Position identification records
---
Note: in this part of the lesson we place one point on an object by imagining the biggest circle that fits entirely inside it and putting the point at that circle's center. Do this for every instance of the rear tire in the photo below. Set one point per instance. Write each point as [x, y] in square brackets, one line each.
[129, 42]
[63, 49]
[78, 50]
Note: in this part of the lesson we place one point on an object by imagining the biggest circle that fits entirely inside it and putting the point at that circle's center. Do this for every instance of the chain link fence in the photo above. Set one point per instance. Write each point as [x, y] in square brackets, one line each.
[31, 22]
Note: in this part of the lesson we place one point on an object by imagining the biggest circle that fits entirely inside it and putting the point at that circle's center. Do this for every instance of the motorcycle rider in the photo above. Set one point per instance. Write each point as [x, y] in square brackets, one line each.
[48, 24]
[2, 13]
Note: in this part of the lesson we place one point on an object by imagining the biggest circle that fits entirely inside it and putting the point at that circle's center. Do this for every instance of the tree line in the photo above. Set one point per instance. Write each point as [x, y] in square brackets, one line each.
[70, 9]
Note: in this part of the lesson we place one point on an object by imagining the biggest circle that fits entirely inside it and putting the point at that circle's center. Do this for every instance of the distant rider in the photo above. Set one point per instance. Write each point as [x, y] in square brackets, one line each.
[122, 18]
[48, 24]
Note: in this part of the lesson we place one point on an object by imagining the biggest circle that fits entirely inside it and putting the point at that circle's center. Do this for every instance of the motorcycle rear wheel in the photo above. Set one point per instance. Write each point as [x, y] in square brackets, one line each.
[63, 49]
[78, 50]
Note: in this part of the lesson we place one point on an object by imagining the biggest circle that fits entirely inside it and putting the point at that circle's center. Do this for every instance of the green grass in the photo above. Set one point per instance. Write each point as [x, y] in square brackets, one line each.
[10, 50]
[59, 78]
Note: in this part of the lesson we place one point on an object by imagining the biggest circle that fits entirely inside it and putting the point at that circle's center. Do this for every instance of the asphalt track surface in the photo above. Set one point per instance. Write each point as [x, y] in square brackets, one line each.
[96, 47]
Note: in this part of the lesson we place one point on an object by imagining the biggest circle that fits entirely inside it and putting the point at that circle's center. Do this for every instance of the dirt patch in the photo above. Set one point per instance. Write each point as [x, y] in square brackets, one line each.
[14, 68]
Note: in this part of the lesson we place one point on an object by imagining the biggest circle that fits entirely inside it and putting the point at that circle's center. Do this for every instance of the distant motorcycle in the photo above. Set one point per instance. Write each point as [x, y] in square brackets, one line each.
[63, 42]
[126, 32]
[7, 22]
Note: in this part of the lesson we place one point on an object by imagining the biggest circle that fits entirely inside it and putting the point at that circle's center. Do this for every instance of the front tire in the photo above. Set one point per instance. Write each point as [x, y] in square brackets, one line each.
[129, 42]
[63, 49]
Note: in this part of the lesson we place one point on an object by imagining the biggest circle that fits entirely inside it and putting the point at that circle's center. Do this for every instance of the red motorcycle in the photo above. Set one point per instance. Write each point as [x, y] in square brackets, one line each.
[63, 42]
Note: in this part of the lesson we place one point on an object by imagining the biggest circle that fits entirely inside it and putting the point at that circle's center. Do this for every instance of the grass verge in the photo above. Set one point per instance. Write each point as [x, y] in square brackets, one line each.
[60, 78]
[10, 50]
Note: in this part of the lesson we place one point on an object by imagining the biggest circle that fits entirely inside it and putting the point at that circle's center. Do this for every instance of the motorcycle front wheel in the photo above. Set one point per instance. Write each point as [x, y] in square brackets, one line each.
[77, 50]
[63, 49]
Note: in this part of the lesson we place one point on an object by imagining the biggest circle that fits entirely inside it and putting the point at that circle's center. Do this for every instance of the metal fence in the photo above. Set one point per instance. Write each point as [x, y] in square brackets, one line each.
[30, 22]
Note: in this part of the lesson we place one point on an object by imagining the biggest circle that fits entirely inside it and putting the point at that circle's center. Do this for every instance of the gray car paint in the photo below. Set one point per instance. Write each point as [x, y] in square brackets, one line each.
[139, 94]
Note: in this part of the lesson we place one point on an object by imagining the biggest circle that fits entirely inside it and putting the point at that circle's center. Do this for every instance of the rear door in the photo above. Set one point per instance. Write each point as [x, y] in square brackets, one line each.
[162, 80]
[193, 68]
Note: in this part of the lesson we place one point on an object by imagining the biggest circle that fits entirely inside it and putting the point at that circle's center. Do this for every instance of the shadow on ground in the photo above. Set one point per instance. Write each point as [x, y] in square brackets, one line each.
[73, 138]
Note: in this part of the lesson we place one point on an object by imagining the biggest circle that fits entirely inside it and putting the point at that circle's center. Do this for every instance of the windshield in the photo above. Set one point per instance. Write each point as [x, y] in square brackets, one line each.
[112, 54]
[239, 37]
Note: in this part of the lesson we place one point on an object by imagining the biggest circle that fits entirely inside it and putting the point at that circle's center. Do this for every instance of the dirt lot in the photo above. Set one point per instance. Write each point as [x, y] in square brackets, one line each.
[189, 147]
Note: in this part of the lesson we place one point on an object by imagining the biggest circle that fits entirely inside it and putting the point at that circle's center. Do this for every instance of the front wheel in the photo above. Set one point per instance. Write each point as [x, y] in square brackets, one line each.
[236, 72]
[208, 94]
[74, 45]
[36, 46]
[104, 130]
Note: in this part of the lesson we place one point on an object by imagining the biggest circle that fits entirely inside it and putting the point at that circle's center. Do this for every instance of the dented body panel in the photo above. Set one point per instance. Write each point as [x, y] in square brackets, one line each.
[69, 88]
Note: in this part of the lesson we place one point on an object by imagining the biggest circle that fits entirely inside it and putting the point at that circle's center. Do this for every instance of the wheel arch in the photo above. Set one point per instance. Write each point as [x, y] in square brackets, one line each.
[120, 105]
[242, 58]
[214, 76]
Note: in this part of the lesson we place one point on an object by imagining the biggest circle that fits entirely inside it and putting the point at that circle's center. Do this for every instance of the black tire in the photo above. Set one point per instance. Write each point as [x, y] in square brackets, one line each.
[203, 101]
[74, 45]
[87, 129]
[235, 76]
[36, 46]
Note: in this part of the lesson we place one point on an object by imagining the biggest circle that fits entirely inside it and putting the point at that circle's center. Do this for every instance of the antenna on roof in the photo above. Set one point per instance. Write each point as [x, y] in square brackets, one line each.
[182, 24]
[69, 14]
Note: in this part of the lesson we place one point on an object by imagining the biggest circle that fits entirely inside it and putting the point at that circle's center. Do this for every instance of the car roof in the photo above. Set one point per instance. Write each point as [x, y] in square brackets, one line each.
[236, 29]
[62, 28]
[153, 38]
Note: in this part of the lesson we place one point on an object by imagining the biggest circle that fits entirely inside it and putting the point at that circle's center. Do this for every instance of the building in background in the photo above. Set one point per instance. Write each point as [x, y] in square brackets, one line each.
---
Copy the listing above line for line, with no changes.

Problem solution -
Note: in this part of the lesson we place one point on an object by imagining the biggest circle that fits entirely inside it and putting the point at that circle's center. Do this for every instance of the rear tire in the photo below. Set one point per instance. Write each point as [x, y] in square brackets, one line each.
[129, 42]
[63, 49]
[78, 50]
Note: in this part of the lesson we place one point on an object by imagining the biggest circle that fits entirely inside it and putting the point at that circle's center. Do this for every instance of the chain link fence in the photo above. Set one point per instance. Write each point as [x, y] in square brackets, one line each.
[31, 22]
Note: in this part of the lesson we place one point on an object by imagining the biggest circle that fits entirely inside it and putting the point at that circle's center. Do this for every instance of the motorcycle rider in the photo above. Set one point per instance. Write each point as [x, y] in square brackets, one line each.
[48, 24]
[2, 13]
Note: in this part of the lesson we place one point on an object by imagining the biggest circle that fits entirely inside it and putting the point at that circle's center. Do this for every instance of the tree line in the photo above. Set one point per instance. Write each point as [x, y] in square brackets, one line each.
[70, 9]
Note: in this part of the lesson we place one point on an object by imagining the biggest circle that fits entirely inside it and putting the point at that circle's center. Do this for every instance of the distant rider in the photo above. Set one point per instance. Write each point as [x, y] in square brackets, one line each.
[122, 18]
[48, 24]
Note: in this part of the lesson we place one point on an object by imagining the biggest circle that fits entirely inside it and putting the point at that circle's center. Do this for every instance of the motorcycle rear wheel in the photo above. Set one point per instance. Write each point as [x, y] in square brackets, one line each.
[63, 49]
[78, 50]
Note: in this part of the lesson we place one point on an object by imagining the biggest circle that fits entirely inside it and putting the point at that circle's center. Do this for every instance of the green grass in the photo above. Set one point per instance. Write each point as [x, y] in square brackets, one line each.
[10, 50]
[59, 78]
Note: in this part of the lesson we place one point on an object by imagining the biggest circle that fits entirely inside it and putting the point at that circle's center. Do this for every instance of the asphalt track surface in the photo above. Set one point per instance. Write each point as [x, y] in square brackets, one line each.
[96, 47]
Note: in this part of the lesson we place one point on an object by imagining the biggest circle that fits entirely inside it and putting the point at that circle's center. Do this for every instance of the dirt patch in the photo above. Set one point per instance. Write each point as [x, y] in square brackets, one line each.
[14, 68]
Note: in this part of the lesson we place one point on an object by imagining the biggest circle that fits entirely inside it and putting the point at that circle's center. Do this for every instance of the distant motorcycle in the photo above. Set one point per instance. Write each point as [x, y] in square brackets, one line each.
[63, 42]
[126, 32]
[7, 22]
Note: in this part of the lesson we place one point on an object by imagining the biggest circle that fits entirely inside it and putting the point at that circle's center. Do this for every instance of the front tire in the photo above. Set one point per instance. Write each point as [x, y] in square brackets, one line each.
[129, 42]
[63, 49]
Note: in this part of the lesson we place one point on an object by imagining the biggest circle that fits entirely inside it and putting the point at that circle's center. Do this for every instance of the red motorcycle in the photo above. Set one point per instance. Write each point as [x, y] in square brackets, one line each.
[63, 42]
Note: in this part of the lesson we place one point on an object by imagining the biggest circle that fits entirely inside it and putting the point at that circle's center. Do this for every instance of the grass verge in the photo above. Set one point per instance. Write each point as [x, y] in square brackets, one line each.
[60, 78]
[10, 50]
Note: in this part of the lesson we place one point on an object by imagining the biggest circle that fits entirely inside it and putting the point at that circle's center. Do this for every instance of the motorcycle front wheel in the photo above. Set one point per instance. Write each point as [x, y] in square brackets, one line each.
[77, 50]
[63, 49]
Note: in this part of the lesson we place one point on an object by imagining the biggest circle that fits entirely inside it and putting the point at that circle's center. Do this for every instance of the metal fence in the photo above. Set one point per instance. Write each point as [x, y] in square brackets, one line each.
[30, 22]
Note: in this part of the lesson we place one point on an object by imagining the biggest circle that fits entirely inside it and putting the point at that circle's center. Do this for every instance of the gray car paint in the photo below. Set one point per instance. Write each point as [x, y] in square brackets, one line each.
[139, 94]
Note: in this part of the lesson we place one point on an object by imagining the biggest circle that fits entirely inside it and putting the point at that circle's center. Do this for every instance of the rear door in the photo above. Set one point per instance. Write each point as [x, y] in square brackets, one line each.
[162, 80]
[193, 68]
Note: in this part of the lesson we place one point on an object by imagining the biggest circle that fits entirely inside it and putting the point at that circle's center. Do this for every instance of the shadow on ground in the photo above. Set one point per instance. Write each point as [x, y] in square brackets, one line each.
[73, 138]
Note: in this part of the lesson we place one point on an object by imagining the biggest circle that fits entirely inside it and putting the point at that circle's center. Do this for every instance of the windshield in the photo above. Set one point per instance. Write each point as [x, y] in square brackets, one line each.
[112, 54]
[239, 37]
Note: in this part of the lesson we place one point on an object by imagining the biggest circle that fits entirely inside it and putting the point at that circle's center. Do this for every instance of the dirt lot in the photo above. Set one point per instance. Write each point as [x, y] in square brackets, one line each.
[189, 147]
Note: in this part of the lesson we place one point on an object by imagining the biggest circle that fits entirely inside it and putting the point at that circle's center. Do this for every instance of the front wheel in the photo above. Set one point per instance. Write each point as [x, y] in square brackets, one line each.
[236, 72]
[208, 94]
[74, 45]
[36, 46]
[104, 130]
Note: in this part of the lesson we place one point on an object by imagining the biggest circle that fits entirely inside it and putting the point at that circle's center. Do this for every instance of the dented body panel in the photo above. Set one point per instance. Write each point as [x, y] in square brackets, one line each.
[69, 88]
Note: in this part of the lesson we place one point on an object by imagining the biggest circle that fits entirely inside it and putting the point at that circle's center. Do this for every instance of the wheel arch in the photo above. Set one point per instance. Write each point as [x, y] in square brackets, one line each.
[120, 105]
[242, 58]
[214, 76]
Note: in this part of the lesson we place one point on an object by imagining the biggest circle that fits entirely inside it and putting the point at that circle's center. Do this for every instance of the black tire in the photo above. Set one point per instance. Write each point as [x, y] in square brackets, one line each.
[203, 101]
[74, 45]
[87, 129]
[235, 76]
[36, 46]
Note: in this part of the lesson we place one point on an object by imagining the biggest circle that fits entirely inside it and putting the point at that circle's center. Do this for every instance of the antenna on roof in the photo above. Set one point per instance. Write each point as [x, y] in square brackets, one line each.
[182, 24]
[69, 14]
Note: in this part of the lesson we place one point on an object by imagining the biggest circle that fits entirely inside it and putting the point at that circle's center. Do this for every instance of the car roof in the photo above. Set one point per instance. Write each point as [x, y] in square brackets, one line each.
[236, 29]
[62, 28]
[153, 38]
Note: in this part of the lesson we place one point on an object by imagining the biggest circle that fits entirely inside it and putting the point at that circle's center. Do this for every instance of the building in background in the photo above. Set one point per instance. Write each point as [x, y] in square brackets, one line each.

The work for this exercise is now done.